▸ **WORK TO COMPLETE**
According to the TV checklist below, how long after the capture of "Buffalo Bill" does the action of Clarice begin?

Worth Watching: ‘Clarice’ Premiere, ‘Stand’ Finale, ‘Sheldon’ Goes to College, a Mayoral Avacado Crisis

Clarice - Michael Cudlitz and Rebecca Breeds
Brooke Palmer / CBS
Clarice

A selective critical checklist of notable Thursday TV:

Clarice (10/9c, CBS): A moody thriller revisits young FBI agent Clarice Starling, the heroine of The Silence of the Lambs, with Rebecca Breeds stepping into Jodie Foster’s long shadow. The action picks up a year after the harrowing capture of “Buffalo Bill” in Lambs, when Clarice is recruited into a violent crime task force where she faces skepticism from colleagues as well as her own self-doubt. Hannibal Lecter is much missed, but Clarice proves to be worthy of her own show.

The Stand (streaming on CBS All Access): Stephen King, well known for revising and expanding his best-selling fantasy opus over the years, has contributed an original coda to the sprawling limited series, which reached a natural conclusion a week ago with the destruction of New Vegas‑and, seemingly, “Dark Man” Randall Flagg (Alexander Skarsgård). But as Frannie (Odessa Young) observes in a voice-over, “Truth is, most stories don’t end at all.” So in this final hour, King focuses on Frannie’s story, pointing toward a hopeful and fertile future, carrying The Stand more quietly, though no less ominously, to its open ending.

Young Sheldon (8/7c, CBS): Leading off an all-new night of comedy, Sheldon (Iain Armitage) becomes the Small Man on Campus as he starts his college career, which hits an early speed bump when he clashes with his philosophy teacher (Two and a Half Men‘s Melanie Lynskey). Will things go better for his twin, Missy (Raegan Revord), who’s about to start middle school?

Stored data entries
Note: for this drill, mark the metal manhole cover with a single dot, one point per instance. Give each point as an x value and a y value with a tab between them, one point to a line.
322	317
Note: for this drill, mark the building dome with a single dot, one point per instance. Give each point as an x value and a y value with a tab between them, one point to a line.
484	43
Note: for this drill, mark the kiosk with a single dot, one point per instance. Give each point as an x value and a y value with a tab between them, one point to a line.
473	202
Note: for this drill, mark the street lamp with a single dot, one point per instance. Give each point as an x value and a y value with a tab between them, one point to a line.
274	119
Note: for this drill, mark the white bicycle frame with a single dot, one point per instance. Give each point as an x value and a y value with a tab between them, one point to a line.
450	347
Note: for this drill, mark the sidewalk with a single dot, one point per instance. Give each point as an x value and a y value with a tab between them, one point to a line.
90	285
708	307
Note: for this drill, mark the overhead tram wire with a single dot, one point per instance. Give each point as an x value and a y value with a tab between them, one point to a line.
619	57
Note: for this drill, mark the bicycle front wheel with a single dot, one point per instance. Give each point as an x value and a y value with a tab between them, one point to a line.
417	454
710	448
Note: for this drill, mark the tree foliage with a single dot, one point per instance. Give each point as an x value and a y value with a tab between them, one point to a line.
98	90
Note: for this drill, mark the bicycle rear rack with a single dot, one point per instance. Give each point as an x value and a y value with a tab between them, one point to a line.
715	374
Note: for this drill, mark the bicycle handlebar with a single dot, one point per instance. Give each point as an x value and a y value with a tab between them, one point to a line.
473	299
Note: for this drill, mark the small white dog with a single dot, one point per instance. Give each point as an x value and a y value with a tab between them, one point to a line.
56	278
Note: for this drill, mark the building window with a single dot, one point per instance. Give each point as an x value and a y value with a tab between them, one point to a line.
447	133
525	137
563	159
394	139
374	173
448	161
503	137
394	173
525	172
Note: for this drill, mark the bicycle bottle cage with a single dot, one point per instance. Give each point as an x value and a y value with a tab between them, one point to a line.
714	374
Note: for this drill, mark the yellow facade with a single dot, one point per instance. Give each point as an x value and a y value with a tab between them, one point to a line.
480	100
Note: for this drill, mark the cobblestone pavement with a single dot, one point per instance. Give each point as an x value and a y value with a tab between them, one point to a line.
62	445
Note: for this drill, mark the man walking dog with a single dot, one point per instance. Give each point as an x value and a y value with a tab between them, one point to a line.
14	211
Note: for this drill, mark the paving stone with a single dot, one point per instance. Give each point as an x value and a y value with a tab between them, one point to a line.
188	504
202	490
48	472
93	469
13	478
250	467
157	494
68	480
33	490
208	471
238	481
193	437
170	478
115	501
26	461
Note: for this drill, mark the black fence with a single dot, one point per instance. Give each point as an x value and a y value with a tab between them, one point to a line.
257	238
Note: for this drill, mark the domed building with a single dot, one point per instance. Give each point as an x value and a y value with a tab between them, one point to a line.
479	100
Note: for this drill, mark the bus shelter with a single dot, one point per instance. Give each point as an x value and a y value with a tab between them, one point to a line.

▸ **YOUR RESPONSE**
A year after the capture of "Buffalo Bill."